EXERCISE DETAILS
Please locate every line below that includes the word "archway", and copy each one.

(Records in a dataset)
════════════════════
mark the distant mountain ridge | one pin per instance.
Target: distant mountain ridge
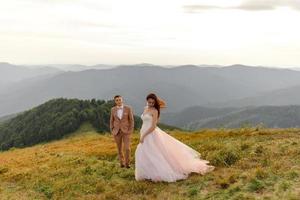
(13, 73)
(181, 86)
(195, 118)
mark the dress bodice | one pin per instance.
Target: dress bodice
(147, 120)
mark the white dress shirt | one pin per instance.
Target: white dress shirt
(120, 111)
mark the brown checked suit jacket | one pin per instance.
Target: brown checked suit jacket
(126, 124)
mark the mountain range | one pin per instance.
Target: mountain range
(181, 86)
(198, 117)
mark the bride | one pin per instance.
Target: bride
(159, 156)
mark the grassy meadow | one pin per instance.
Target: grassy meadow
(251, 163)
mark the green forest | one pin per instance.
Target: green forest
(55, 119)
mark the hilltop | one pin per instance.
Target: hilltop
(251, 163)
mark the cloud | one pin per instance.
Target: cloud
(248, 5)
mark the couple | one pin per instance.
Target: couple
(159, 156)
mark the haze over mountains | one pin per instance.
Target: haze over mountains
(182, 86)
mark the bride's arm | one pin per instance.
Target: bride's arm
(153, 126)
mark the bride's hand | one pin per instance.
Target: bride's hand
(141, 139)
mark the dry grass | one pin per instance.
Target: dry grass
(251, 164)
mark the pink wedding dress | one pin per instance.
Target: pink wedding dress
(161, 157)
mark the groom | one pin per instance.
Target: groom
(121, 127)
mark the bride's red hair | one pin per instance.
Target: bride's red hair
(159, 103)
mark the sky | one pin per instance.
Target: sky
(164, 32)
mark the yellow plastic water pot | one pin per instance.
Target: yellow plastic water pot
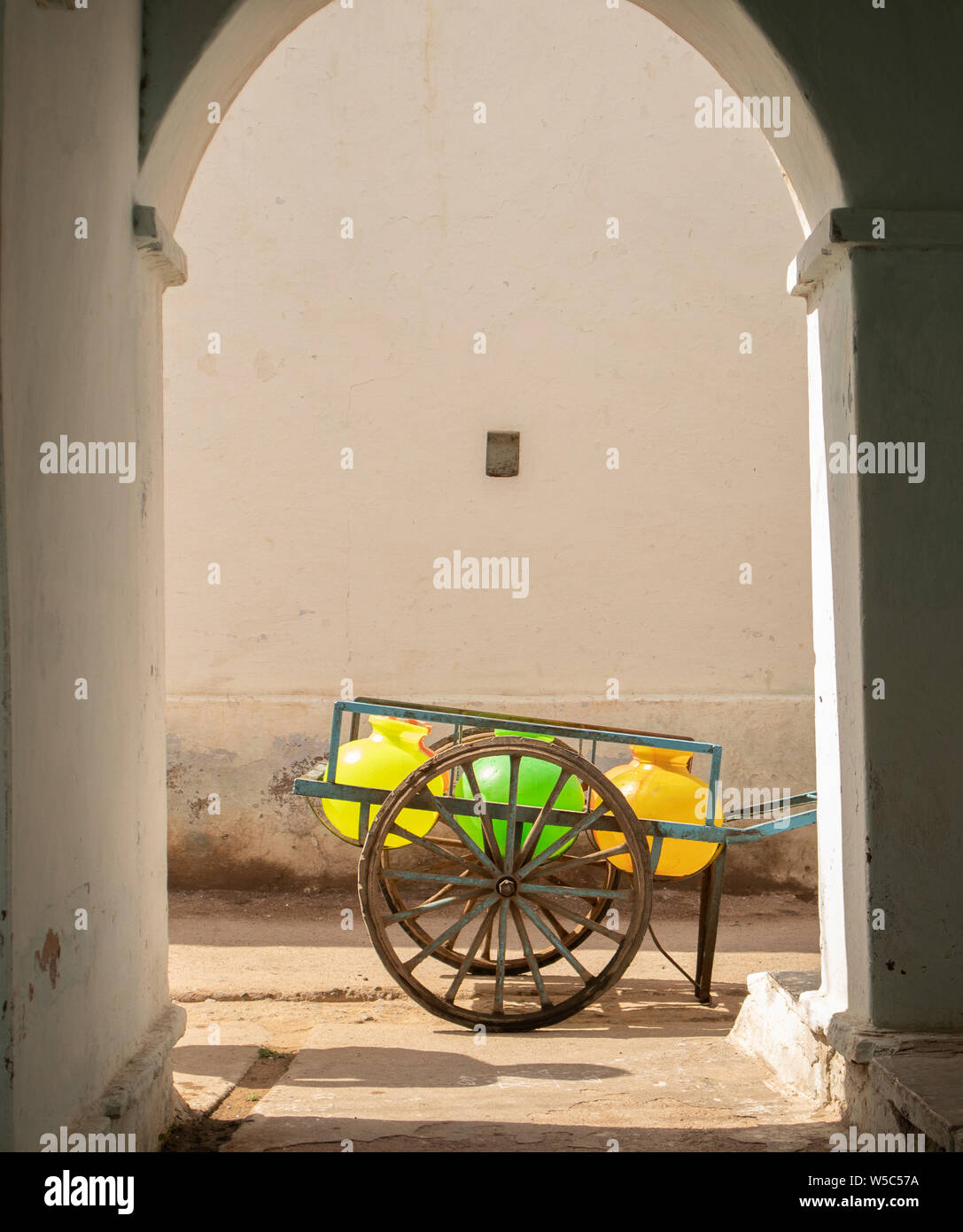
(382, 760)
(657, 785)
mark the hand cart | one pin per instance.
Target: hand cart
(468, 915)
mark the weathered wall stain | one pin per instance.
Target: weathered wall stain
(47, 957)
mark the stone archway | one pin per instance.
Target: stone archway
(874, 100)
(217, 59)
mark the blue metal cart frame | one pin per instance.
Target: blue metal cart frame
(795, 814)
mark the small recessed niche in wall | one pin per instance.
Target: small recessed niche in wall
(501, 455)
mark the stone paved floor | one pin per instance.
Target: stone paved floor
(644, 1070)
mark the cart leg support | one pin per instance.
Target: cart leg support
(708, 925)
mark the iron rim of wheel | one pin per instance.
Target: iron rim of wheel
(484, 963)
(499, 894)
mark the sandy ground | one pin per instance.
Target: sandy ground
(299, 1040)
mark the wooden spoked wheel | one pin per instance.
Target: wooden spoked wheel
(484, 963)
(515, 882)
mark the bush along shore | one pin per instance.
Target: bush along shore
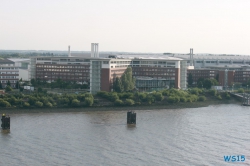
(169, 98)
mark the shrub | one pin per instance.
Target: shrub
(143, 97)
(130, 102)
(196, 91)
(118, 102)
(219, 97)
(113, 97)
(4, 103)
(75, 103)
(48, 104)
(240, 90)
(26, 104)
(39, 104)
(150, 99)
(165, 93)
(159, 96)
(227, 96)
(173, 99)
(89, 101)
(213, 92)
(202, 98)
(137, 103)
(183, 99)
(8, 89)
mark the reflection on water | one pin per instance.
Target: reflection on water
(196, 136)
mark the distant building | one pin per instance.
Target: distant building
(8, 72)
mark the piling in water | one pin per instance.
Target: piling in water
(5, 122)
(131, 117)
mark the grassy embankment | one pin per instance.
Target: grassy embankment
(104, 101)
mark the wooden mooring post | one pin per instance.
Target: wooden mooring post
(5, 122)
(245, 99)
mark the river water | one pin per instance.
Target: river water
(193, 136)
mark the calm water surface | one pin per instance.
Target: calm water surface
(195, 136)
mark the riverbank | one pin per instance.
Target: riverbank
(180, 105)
════════════════════
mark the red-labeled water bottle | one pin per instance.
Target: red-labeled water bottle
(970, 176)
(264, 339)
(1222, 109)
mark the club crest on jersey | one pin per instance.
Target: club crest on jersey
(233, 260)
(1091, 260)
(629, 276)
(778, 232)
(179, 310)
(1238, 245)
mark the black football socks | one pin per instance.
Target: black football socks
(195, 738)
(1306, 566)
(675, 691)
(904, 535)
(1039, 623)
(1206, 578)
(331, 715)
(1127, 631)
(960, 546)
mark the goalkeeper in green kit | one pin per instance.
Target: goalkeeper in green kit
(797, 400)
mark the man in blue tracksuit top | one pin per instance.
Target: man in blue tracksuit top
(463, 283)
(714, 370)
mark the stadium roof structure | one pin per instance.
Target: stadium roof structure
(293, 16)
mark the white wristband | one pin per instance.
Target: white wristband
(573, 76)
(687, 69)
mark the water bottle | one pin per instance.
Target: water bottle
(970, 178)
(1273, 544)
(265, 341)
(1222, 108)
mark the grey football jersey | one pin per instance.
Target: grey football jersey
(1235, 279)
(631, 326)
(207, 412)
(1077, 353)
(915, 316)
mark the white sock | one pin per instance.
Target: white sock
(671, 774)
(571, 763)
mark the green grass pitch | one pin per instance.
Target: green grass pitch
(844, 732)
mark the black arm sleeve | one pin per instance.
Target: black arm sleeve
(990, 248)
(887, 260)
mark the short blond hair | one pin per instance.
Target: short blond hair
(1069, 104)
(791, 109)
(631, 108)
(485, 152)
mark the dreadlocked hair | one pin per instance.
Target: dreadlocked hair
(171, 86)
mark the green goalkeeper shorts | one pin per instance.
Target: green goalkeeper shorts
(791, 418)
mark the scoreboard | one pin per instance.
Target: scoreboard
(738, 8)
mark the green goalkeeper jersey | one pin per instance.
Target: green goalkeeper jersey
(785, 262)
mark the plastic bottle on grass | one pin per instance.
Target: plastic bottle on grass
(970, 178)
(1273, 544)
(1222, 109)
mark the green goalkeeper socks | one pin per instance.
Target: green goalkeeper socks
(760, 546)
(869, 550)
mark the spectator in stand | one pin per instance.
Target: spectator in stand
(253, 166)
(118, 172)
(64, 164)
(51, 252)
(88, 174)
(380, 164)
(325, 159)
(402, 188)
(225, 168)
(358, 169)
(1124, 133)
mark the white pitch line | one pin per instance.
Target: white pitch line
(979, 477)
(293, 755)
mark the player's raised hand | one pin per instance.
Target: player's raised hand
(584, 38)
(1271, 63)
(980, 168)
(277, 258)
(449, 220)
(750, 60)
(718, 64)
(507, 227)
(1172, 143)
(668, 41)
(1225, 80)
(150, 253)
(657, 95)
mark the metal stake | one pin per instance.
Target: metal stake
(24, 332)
════════════════════
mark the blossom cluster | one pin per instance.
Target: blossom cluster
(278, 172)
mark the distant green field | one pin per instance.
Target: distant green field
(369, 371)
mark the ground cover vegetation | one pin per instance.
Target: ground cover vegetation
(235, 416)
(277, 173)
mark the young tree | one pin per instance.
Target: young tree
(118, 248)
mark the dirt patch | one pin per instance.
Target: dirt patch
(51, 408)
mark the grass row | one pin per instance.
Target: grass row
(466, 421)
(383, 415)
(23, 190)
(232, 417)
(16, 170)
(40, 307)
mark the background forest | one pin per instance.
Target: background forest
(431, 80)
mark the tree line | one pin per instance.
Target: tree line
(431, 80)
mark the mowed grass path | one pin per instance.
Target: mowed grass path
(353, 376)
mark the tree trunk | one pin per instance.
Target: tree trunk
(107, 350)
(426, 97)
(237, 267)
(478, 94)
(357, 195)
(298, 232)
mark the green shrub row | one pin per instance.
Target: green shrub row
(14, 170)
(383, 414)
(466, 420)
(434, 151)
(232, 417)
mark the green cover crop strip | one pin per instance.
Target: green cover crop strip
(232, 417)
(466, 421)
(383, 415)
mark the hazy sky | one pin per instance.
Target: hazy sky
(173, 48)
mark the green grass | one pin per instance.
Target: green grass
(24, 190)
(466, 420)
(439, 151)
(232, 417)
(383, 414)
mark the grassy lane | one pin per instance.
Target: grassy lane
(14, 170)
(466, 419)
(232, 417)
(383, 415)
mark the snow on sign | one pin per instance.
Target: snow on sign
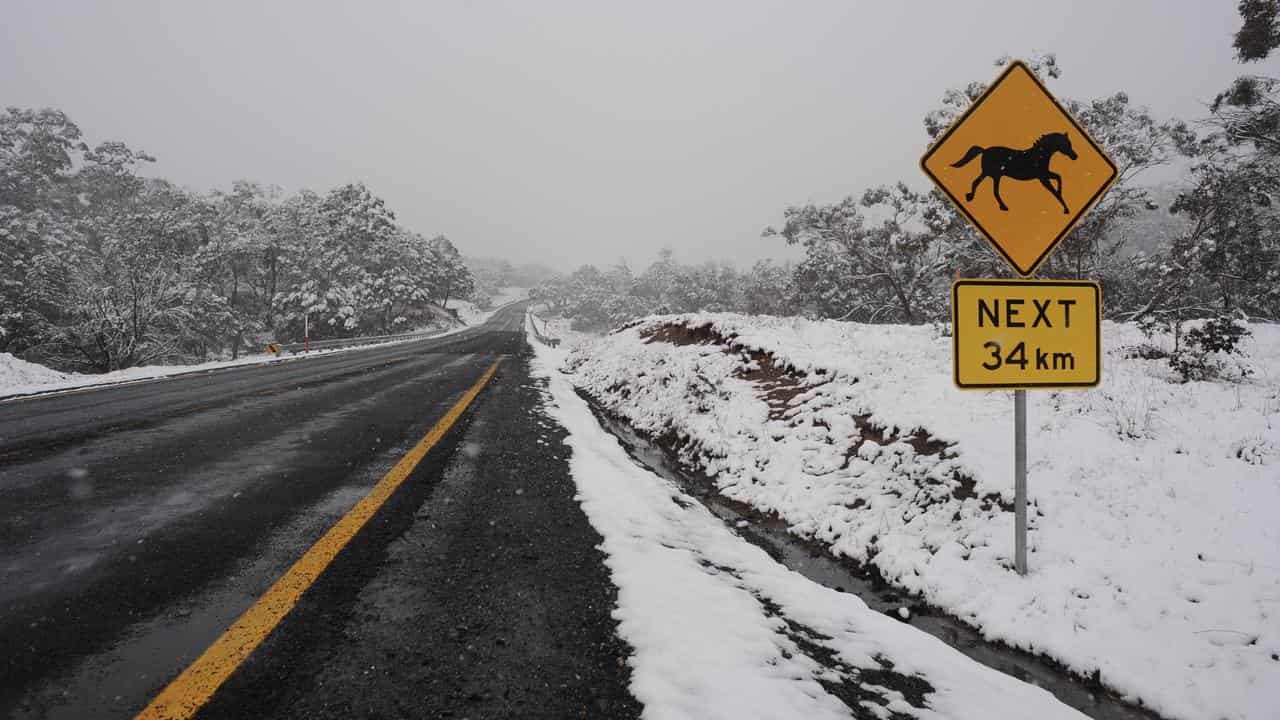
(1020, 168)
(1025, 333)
════════════════════
WRITTEN SOLUTION
mark the stone archway | one pin per instance.
Target: stone archway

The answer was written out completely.